Whatever appears in the data below, copy it exactly.

#### Task input ####

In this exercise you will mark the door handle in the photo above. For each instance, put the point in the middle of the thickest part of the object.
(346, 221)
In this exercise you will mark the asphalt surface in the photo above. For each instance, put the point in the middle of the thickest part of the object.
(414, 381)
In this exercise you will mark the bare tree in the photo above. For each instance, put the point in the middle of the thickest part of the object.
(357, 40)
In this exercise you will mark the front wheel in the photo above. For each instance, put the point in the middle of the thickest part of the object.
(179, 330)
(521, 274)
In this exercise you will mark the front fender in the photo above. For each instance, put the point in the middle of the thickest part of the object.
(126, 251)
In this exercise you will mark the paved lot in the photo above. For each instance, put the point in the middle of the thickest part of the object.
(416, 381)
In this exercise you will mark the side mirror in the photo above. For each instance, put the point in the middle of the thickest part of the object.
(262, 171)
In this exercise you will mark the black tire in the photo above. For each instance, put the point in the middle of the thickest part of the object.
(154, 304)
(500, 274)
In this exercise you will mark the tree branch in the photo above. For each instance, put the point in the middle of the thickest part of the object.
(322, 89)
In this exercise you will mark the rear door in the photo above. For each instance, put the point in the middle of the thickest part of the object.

####

▸ Problem solution
In this exercise you will mark the door handle in the photo above. For each instance, put the point in the middle of the thickest part of the object.
(346, 221)
In this exercise you will mark the asphalt surface in the photo above. For each instance, put the point in the middle of the thickest part of the object.
(414, 381)
In this exercise you will mark the bare tree in the photo above. For each instance, put the point in the middle of the thickest part of the object.
(357, 40)
In this exercise you will mark the front wheel in the photo above. For each instance, put the point in the middle of the thickest part of the object.
(179, 330)
(521, 274)
In this exercise you will mark the front fender in the photo above. For each instance, put the point in the middle of the thickest part of the object.
(126, 251)
In this exercise you will mark the paved lot in the photo above. For each instance, put the point in the middle of the thickest part of the object.
(416, 381)
In this exercise you will mark the side mirror in the photo above. For each instance, put the point in the middle of the thickest part of the object.
(262, 171)
In this exercise you will mark the black tire in the photo above. For each instance, put the point in the middle of the thickest part of the object.
(154, 304)
(500, 274)
In this exercise you will mark the tree branch in the photo above. For each instance, put the point in the middle of the thickest part of the object.
(322, 89)
In this exercise you will mark the rear door in the photo above. For each instance, put the point in the middle of the thickest part of the object.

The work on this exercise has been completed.